- **What you are asked to do**
Set the listing down again exactly, please, apart from its pictures.

- **Material shown**
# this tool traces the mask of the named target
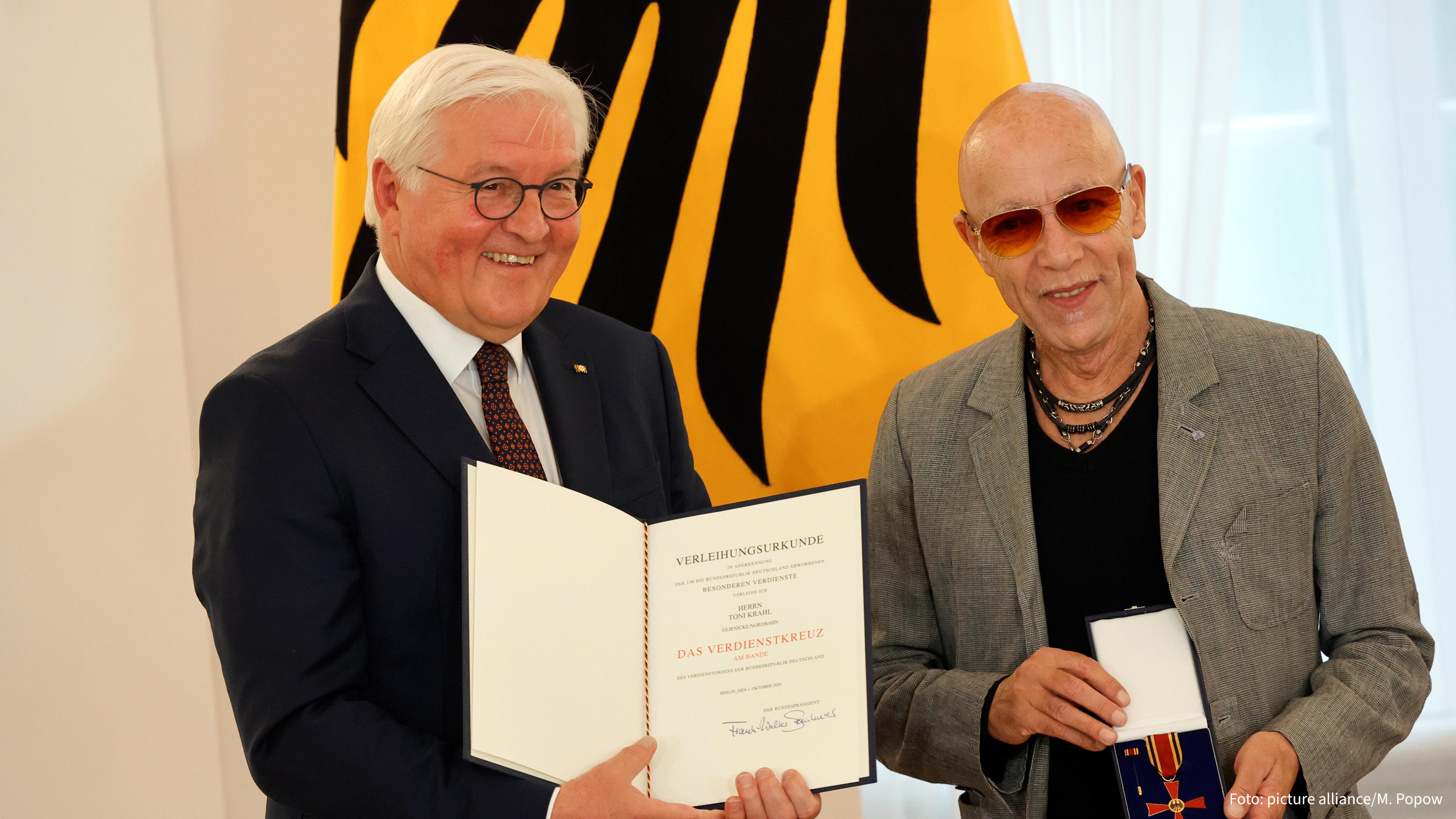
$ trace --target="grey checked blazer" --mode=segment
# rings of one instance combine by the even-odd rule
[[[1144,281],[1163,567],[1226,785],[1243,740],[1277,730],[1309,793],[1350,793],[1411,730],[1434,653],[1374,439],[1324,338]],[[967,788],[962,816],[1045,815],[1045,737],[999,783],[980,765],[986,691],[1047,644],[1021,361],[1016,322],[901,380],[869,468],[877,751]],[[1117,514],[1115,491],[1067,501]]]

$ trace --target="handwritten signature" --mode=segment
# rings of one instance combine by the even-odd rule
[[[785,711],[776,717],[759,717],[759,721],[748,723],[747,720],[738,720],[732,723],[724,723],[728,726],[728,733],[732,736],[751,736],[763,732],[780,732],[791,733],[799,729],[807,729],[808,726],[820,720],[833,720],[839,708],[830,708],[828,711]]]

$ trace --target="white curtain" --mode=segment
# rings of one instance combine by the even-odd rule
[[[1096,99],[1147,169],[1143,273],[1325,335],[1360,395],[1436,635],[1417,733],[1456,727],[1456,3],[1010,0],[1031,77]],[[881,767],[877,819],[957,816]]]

- **Final result**
# this tool traces the mask of the named target
$ trace --target="grey checked blazer" --mode=segment
# rings of one instance combine by the even-odd rule
[[[1144,281],[1163,567],[1226,785],[1243,740],[1277,730],[1309,793],[1350,793],[1411,730],[1434,653],[1374,439],[1324,338]],[[967,788],[962,816],[1045,815],[1045,737],[999,783],[980,765],[986,691],[1047,644],[1021,361],[1016,322],[901,380],[869,468],[877,751]],[[1117,514],[1115,491],[1067,501]]]

$ trace --target="handwritten signature" --mode=segment
# rings of one instance combine by the even-odd rule
[[[785,711],[776,717],[759,717],[759,721],[748,723],[747,720],[738,720],[732,723],[724,723],[728,726],[728,733],[732,736],[751,736],[763,732],[780,732],[791,733],[799,729],[807,729],[808,726],[820,720],[833,720],[839,708],[830,708],[828,711]]]

$ trace --target="white curtain" --mode=segment
# rings of one instance combine by the even-odd rule
[[[1096,99],[1147,169],[1143,273],[1325,335],[1360,395],[1436,635],[1417,733],[1456,727],[1456,3],[1010,0],[1031,77]],[[881,767],[877,819],[957,816]]]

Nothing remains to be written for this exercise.